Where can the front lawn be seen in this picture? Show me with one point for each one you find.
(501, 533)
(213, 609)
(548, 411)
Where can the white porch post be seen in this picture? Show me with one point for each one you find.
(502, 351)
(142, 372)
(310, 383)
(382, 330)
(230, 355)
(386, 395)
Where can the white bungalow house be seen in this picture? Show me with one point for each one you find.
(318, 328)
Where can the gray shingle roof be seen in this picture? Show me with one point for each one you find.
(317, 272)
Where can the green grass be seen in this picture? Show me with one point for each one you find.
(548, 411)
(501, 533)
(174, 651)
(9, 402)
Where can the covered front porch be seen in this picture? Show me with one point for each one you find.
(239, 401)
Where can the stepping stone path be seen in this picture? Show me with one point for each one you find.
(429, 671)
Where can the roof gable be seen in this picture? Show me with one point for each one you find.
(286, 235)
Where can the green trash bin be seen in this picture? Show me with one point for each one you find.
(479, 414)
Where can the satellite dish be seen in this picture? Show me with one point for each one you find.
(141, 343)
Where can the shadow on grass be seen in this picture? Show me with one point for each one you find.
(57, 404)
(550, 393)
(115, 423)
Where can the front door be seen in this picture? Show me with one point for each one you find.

==

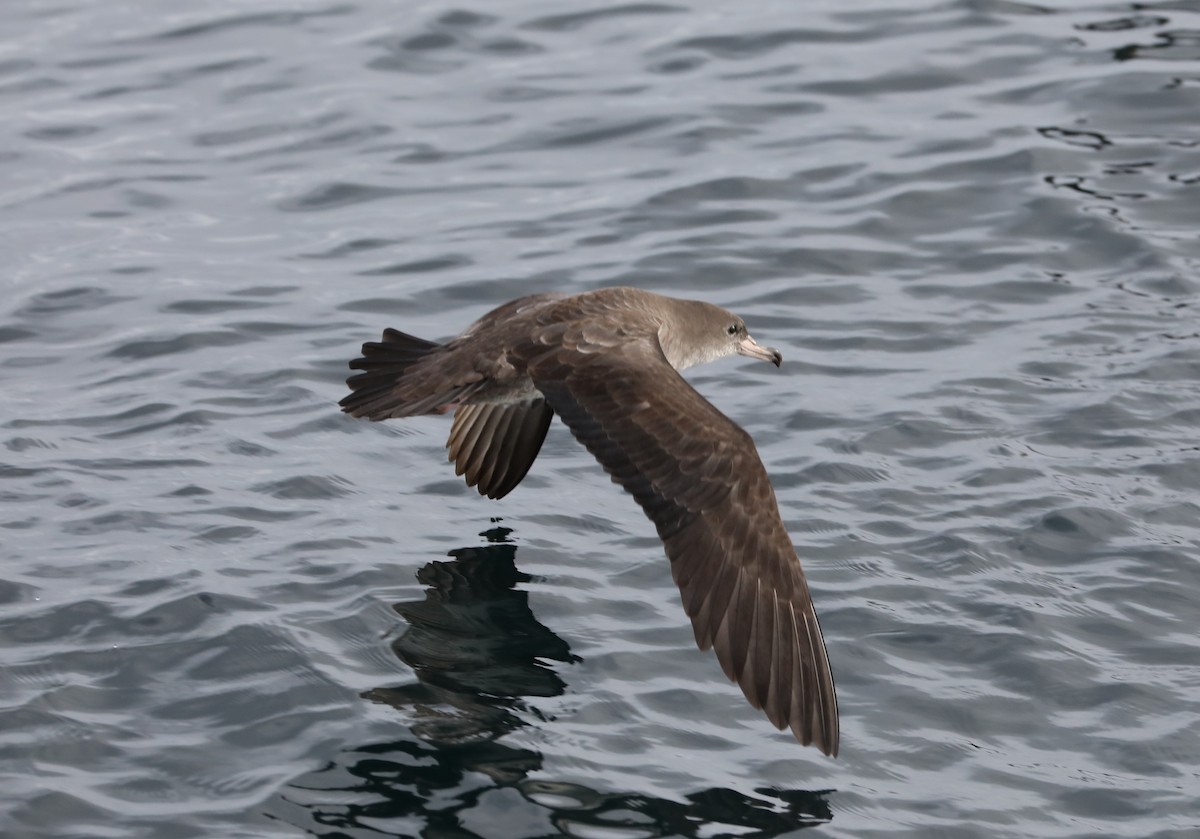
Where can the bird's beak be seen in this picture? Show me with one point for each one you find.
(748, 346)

## Task objective:
Please return every line above that contains the word "green", copying each one in full.

## Result of the task:
Where can the green grass be seen in this picture? Show me with one point for each one you find.
Where can the green trash bin be seen in this picture? Show me with one point for each one you find.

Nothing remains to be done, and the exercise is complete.